## PROBLEM TO WORK ON:
Convert the lines of the records between the line containing "target: concrete paving" and the line containing "160L38 154L0 162L0", inclusive, into a Markdown table with columns Row and Line. Number each row and omit blank lines.

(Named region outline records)
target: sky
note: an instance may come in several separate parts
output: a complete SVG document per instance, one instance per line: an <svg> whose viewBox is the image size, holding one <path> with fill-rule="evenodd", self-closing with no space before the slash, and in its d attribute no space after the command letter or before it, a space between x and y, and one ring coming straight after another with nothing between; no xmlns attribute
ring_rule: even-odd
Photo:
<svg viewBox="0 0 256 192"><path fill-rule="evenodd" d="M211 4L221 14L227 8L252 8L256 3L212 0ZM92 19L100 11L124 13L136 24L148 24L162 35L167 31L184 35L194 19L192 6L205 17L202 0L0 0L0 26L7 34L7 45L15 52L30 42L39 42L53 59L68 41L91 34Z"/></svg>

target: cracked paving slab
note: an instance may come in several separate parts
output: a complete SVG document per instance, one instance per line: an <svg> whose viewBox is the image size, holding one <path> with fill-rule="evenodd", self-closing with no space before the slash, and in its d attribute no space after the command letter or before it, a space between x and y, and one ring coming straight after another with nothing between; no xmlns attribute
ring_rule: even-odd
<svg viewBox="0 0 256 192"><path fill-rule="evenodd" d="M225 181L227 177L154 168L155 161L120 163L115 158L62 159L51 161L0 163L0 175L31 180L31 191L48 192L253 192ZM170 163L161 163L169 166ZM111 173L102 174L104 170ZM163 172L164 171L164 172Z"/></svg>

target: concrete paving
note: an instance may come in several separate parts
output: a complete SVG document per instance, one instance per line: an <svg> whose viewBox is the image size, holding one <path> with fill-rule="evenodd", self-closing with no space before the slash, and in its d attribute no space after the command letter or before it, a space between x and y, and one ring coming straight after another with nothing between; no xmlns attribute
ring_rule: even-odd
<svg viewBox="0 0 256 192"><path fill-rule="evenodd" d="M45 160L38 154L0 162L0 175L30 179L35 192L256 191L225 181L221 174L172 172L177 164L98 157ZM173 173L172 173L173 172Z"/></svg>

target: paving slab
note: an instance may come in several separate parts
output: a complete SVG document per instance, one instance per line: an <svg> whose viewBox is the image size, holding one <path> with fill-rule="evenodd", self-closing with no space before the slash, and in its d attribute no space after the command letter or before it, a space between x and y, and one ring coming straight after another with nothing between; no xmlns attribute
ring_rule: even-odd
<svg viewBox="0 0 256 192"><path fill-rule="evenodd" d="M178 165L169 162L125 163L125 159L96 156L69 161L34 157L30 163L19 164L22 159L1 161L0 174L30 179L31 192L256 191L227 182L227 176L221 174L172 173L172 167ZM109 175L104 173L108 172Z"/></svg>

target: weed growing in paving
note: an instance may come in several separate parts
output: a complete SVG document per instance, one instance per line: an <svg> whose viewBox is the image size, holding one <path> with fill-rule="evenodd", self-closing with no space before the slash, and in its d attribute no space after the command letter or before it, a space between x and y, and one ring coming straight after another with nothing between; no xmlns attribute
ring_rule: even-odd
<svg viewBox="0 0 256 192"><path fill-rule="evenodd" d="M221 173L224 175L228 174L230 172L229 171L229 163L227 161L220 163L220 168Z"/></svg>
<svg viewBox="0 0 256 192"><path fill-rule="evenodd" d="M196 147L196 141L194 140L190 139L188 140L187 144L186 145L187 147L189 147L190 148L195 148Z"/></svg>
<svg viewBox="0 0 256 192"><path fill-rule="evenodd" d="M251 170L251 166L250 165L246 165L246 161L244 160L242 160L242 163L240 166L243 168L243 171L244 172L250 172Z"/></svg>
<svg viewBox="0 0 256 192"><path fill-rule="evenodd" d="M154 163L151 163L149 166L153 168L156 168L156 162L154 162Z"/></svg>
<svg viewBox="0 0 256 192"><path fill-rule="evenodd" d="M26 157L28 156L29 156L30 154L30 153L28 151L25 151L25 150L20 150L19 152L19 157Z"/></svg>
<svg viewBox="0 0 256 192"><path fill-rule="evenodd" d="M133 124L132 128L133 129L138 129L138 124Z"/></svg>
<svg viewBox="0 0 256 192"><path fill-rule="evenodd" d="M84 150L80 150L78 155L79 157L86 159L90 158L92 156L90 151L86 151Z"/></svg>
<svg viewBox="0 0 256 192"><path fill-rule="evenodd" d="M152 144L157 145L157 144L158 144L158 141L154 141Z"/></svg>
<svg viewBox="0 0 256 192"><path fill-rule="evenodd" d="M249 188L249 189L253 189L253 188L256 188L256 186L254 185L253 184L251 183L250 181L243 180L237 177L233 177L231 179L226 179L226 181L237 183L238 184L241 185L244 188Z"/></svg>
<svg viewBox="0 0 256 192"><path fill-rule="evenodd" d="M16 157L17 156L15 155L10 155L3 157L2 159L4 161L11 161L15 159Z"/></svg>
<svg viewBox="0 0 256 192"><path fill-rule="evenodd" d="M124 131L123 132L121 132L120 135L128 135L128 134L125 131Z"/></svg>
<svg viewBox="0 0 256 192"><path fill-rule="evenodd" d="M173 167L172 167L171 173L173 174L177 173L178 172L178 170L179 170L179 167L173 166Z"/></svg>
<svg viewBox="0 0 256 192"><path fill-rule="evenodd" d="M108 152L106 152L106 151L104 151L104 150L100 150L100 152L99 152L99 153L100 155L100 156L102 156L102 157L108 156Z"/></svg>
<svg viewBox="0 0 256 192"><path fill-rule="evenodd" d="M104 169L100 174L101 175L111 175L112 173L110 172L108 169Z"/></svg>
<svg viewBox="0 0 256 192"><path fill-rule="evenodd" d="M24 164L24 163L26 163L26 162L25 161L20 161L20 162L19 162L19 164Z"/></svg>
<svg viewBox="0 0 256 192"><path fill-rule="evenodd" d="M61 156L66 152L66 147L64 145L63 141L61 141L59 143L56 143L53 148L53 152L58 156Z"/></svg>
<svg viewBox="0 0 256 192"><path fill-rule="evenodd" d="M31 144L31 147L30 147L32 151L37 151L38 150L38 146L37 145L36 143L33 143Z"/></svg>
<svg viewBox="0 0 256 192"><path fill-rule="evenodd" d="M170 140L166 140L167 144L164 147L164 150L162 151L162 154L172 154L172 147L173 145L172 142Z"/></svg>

## WRITTEN RESPONSE:
| Row | Line |
|---|---|
| 1 | target: concrete paving |
| 2 | note: an instance may come in several separate parts |
| 3 | output: a complete SVG document per instance, one instance per line: an <svg> whose viewBox is the image size, holding one <path> with fill-rule="evenodd", self-closing with no space before the slash, and in its d attribute no space after the command letter or before it, a space between x and y, and one ring coming straight after another with nothing between; no xmlns attribute |
| 4 | ring_rule: even-odd |
| 5 | <svg viewBox="0 0 256 192"><path fill-rule="evenodd" d="M45 160L38 154L0 162L0 175L30 179L35 192L256 191L225 181L221 174L172 172L177 164L98 157ZM173 173L172 173L173 172Z"/></svg> |